#### SELECTED EXTRACT
—————

# Do you need insurance for teaching cooking classes from home?



## fohr

Hi

We had baby #2 two weeks ago. My wife doesn't want to go back to her 'real' job in December. She has a cooking blog/website (Japanese food) and has had some people interested in classes. We haven't thought about registering a business or anything yet - just some private cash work at first, I guess. I think she'll need to get some sort of public liability insurance. She'll need a food handling certificate as well - perhaps?

However, because they are there to learn how to prepare meals at home, they'll be served a complete meal menu per class. Will registration/license be needed? Will we need a 'compliant' kitchen for this?

Will a food handler's certificate be needed though?

Thanks


----------



## halb

Ok, I'll bite. I would check with your present insurance carrier (homeowners I assume) and tell them what you plan to do. I'll bet that they will want you to get a commercial policy because you will be operating a business in your home. As for a Serve-Safe certificate, I don't think anybody is going to check but it would be a good idea just for the knowledge. Now, as for serving meals- that opens a whole can of worms. You would be operating a food service business or restaurant and that requires a certified kitchen, something that the HD will never give a home kitchen. If you just give lesions and some tasting I think you will be fine but you will cross the line if you serve meals. Before you do anything though I would check your zoning for what's allowed. Find out what kind of home based businesses are permitted, if any. You might get away with it until someone complains about the people you have coming and going and the cars.


----------



## chefross

fohr said:


> Hi
> 
> We had baby #2 two weeks ago. My wife doesn't want to go back to her 'real' job in December. She has a cooking blog/website (Japanese food) and has had some people interested in classes. We haven't thought about registering a business or anything yet - just some private cash work at first, I guess. I think she'll need to get some sort of public liability insurance. She'll need a food handling certificate as well - perhaps?
> 
> However, because they are there to learn how to prepare meals at home, they'll be served a complete meal menu per class. Will registration/license be needed? Will we need a 'compliant' kitchen for this?
> 
> Will a food handler's certificate be needed though?
> 
> Thanks


If you are going to be cooking food for consumption by the public you had better make sure you are legal and proper in all things.

Your kitchen must be approved by the health department of your city. Your wife will need to be certified in sanitation.

You'll need insurance as well as any other logistic that goes along with owning a business.

If you choose to go any other route you are opening yourself up for litigation. Be careful and good luck


----------



## chefwriter

Why at home?  A local kitchen supply store might be happy to have your wife host a class in her home. The local community college or university might be willing. A church kitchen or local school.  Any place that already has a commercial kitchen with an HD license. They would also have more room for students. You won't be able to fit too many people in your home kitchen. 

Then you just worry about licensing and insuring your self.

—————

#### PROVIDED DATA
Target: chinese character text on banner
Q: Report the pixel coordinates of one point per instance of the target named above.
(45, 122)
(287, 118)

—————

#### TASKS TO CARRY OUT
**1)** Duplicate the stretch of the home cooking classes thread from "Your kitchen must" through "owning a business.".
**2)** Write the next part of the forum thread about teaching cooking classes from home, picking up after its final post.

#### YOUR WRITTEN ANSWERS
**1)**
Your kitchen must be approved by the health department of your city. Your wife will need to be certified in sanitation.

You'll need insurance as well as any other logistic that goes along with owning a business.

**2)**
----------



## dc1346

fohr said:


> However, because they are there to learn how to prepare meals at home, they'll be served a complete meal menu per class. Will registration/license be needed? Will we need a 'compliant' kitchen for this?
> 
> Will a food handler's certificate be needed though?
> 
> Thanks


I've operated a business from home ... but my business was a Victorian B&B and I was zoned for this. I also had a fully equipped commercially licensed kitchen.

In answer to your question:

1) To operate a business out of your home, you have to be commercially zoned. If you're not commercially zoned, you may (depending upon your municipality) apply for a waiver from your city government but they will want to know about the traffic flow and parking issues that these classes might bring as residential neighborhoods are not expected to have the same amount of traffic that a business has.

2) If you are going to operate a business out of your home and you are zoned for this (or have a waiver), you will need to apply for a state business license and you will be liable for business taxes. In Pennsylvania, where I ran my B&B, businesses had QUARTERLY taxes which were a huge pain in the you know what. You will also need a state and Federal tax ID number for your business.

3) If you are going to teach a culinary class, depending upon your state and municipality, you will have to have your kitchen inspected by the county or municipal health inspector. Your kitchen will also be subject to a minimum of one annual randomly occurring inspection per year.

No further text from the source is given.